▶ [TAREAS POR REALIZAR]
- a) En una o dos oraciones, explica por qué, según el texto sobre la sopaipilla, su demanda se hace más fuerte en invierno.
- b) Prosigue el texto sobre la sopaipilla a partir de su última oración.

Por Emilio Antilef

Una monarca de nuestras calles es la sopaipilla, petit bouche nacional que sostiene su reinado de corrido entre la bulla callejera y el peso de la historia a través de todas las estaciones del año. Sin embargo, es en invierno cuando su demanda se hace fuerte, tal vez porque ya está grabado en el inconsciente colectivo el deseo de aplacar los rigores del frío y de la lluvia con una fritanga de masita salada y esponjosa.

Ha sido resaltada por Bourdaine, la guía Lonely Planet y todas esas cosas que se le ocurren a los gringos para medir y reportear lo que se hace, o en este caso, lo que se come alrededor del mundo, dándose tiempo de pasar también por Chilito.

Sin embargo, este emblema de la porfía culinaria chilena no las ha tenido fácil en el último tiempo. Ha debido enfrentar varias amenazas que han hecho tambalear su bien ganado sitial. Empezando por la oferta de handrolls, sushis de cuneta, el arrollado a cien y los sanguchotes tamaño imperial venezolanos que han ido desplazándola de las veredas citadinas.

Otro golpe bajo y fuerte se lo propinó la represión. No olvidemos que hasta dos años atrás las municipalidades le declaraban la guerra a los carritos de sopaipas que hacían de las suyas en las calles y esquinas. De hecho, se habló hasta de erradicarlos, lo que puso en ascuas al gremio sopaipellero, que por lo mínimo llegaba a quince mil miembros solo en Santiago.

▶ [REGISTROS]

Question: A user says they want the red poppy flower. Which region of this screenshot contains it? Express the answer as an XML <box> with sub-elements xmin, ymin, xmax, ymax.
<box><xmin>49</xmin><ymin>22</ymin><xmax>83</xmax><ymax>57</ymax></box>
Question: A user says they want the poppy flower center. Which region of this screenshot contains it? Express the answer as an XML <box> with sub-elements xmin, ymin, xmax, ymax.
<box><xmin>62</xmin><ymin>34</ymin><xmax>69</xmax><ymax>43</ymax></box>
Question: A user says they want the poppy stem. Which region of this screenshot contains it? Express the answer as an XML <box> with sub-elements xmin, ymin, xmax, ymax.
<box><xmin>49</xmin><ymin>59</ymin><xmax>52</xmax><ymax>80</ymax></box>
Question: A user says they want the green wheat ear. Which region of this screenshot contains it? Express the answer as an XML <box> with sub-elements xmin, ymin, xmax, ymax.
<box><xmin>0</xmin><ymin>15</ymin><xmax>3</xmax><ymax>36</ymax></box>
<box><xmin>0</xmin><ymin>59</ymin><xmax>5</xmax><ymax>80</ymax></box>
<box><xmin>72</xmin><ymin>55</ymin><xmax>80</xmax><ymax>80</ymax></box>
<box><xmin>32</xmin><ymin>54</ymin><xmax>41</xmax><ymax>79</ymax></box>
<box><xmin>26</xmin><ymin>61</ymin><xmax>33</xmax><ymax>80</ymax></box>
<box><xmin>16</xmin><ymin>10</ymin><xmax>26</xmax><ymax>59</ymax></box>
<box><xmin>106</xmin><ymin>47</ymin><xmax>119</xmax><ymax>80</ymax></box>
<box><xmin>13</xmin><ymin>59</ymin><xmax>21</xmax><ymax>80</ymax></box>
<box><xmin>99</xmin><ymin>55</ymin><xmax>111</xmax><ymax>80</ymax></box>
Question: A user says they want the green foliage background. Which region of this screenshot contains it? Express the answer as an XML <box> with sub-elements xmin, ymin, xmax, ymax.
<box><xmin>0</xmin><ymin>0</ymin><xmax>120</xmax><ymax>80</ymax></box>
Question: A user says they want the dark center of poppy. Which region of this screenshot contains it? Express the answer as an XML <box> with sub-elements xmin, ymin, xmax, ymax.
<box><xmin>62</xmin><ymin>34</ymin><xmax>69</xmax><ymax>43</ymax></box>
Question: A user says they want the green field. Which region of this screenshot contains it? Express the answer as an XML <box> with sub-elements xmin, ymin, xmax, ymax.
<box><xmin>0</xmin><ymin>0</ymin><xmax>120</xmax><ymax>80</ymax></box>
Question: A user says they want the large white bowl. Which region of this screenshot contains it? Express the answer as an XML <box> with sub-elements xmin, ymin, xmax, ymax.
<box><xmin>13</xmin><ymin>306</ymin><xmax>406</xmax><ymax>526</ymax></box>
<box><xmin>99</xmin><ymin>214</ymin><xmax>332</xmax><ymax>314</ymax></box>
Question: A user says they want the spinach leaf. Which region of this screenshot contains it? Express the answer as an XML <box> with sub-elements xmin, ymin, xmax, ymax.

▶ [RESPUESTAS DEL EJERCICIO]
- a) El texto lo atribuye, con un "tal vez", a que en el inconsciente colectivo ya está grabado el deseo de aplacar los rigores del frío y de la lluvia con una fritanga de masita salada y esponjosa.

- b)
También ha hecho frente a la mala leche que han pretendido echar sobre su concepto. Me refiero a la manera en que han querido reemplazar la verdadera sopaipilla por un clon de poca elegancia hecho en serie, al punto en que no sabemos exactamente si es zapallo u otro el ingrediente el que le da un tono amarillento. Convengamos que lo que hoy tenemos en las calles de manera masiva y replicada en cualquier barrio que se precie de tal, ya no es la receta casera familiar, no es el dato de la maestra de grandes manos sudadas. He ahí el principal atentado en contra de la sopaipilla y su trono: la industrialización.

Si le agregamos la pandemia y su maldición, que priva a la gente de las calles, ya tenemos casi un espolonazo mortal a estos carros de sopaipilla que arrastran su aceite y toque personal donde sean bienvenidos

Pero ni la total erradicación ha sido posible ni las redes de la industria de las seudo-sopaipas replicantes han logrado suplantarla a cabalidad. Es la gracia de quienes mantienen el vaivén de la sopaipa casera, esa que todavía lleva su buen zapallo o que siguen la receta sureña autóctona y mapuchona, que la hacen blanca, pero de aún más potente grosor y sabor, y que los argentinos llaman “torta frita”.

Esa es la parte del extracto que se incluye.